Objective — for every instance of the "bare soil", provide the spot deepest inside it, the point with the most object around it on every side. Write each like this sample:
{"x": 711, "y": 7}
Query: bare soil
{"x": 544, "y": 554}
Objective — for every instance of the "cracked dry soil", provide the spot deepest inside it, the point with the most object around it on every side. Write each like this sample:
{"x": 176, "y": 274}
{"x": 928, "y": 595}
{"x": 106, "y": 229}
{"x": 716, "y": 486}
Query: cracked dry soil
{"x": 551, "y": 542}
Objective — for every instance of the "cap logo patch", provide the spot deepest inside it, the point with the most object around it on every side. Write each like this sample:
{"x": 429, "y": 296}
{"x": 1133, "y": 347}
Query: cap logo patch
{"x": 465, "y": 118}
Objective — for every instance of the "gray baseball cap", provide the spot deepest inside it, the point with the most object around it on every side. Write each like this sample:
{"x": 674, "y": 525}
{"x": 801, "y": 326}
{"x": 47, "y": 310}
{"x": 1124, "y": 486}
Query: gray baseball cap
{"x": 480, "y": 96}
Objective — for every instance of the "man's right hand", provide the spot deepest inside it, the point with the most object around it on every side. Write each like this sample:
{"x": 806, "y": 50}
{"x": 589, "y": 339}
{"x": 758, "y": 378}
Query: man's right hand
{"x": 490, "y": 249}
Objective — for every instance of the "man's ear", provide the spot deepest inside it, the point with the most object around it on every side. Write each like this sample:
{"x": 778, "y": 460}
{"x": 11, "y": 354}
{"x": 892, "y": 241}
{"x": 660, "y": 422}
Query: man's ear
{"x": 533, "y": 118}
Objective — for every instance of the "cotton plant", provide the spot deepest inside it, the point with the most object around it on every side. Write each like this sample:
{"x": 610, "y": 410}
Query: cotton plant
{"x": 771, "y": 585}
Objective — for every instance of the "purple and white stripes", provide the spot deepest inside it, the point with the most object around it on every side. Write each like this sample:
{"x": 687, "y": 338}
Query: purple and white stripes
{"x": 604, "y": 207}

------------

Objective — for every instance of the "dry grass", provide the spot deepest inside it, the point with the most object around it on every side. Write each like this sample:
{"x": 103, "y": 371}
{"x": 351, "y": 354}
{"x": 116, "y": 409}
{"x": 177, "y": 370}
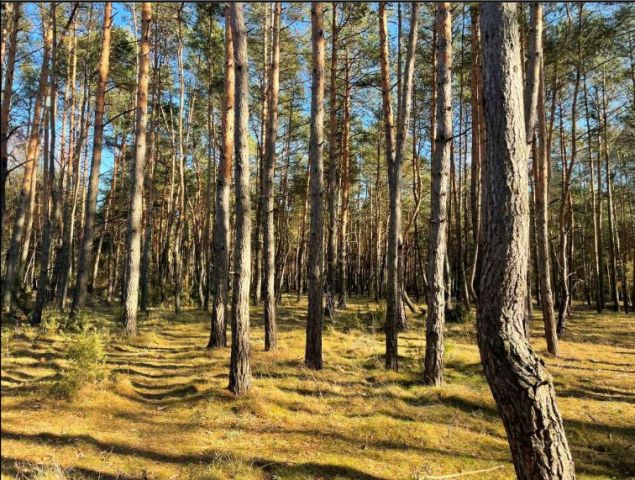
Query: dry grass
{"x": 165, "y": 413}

------------

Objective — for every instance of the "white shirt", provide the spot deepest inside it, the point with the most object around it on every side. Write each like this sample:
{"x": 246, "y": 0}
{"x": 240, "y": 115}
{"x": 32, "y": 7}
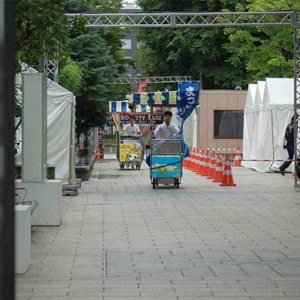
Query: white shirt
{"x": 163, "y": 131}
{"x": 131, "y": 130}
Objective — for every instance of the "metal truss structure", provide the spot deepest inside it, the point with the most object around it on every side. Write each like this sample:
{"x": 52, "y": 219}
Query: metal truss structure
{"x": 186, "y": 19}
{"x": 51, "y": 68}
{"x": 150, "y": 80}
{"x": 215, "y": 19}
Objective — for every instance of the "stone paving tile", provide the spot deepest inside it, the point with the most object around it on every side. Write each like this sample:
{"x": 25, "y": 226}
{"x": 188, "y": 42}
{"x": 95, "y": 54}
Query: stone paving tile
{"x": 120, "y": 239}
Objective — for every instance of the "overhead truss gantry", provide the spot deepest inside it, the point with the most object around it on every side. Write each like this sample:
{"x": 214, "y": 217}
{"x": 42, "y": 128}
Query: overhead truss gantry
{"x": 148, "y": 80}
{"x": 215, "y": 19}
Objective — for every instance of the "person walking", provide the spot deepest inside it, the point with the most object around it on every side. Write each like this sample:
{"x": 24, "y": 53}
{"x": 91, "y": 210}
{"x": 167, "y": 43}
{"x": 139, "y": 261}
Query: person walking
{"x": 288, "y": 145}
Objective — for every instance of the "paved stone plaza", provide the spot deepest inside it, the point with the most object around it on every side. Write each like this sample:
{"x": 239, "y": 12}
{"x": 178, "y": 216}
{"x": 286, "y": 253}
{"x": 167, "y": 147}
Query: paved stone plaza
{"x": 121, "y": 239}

------------

* TO DO
Count the lines in the listing above that contain the string "overhead", matching case exactly. Reply with the number alone.

* COMPLETE RESPONSE
2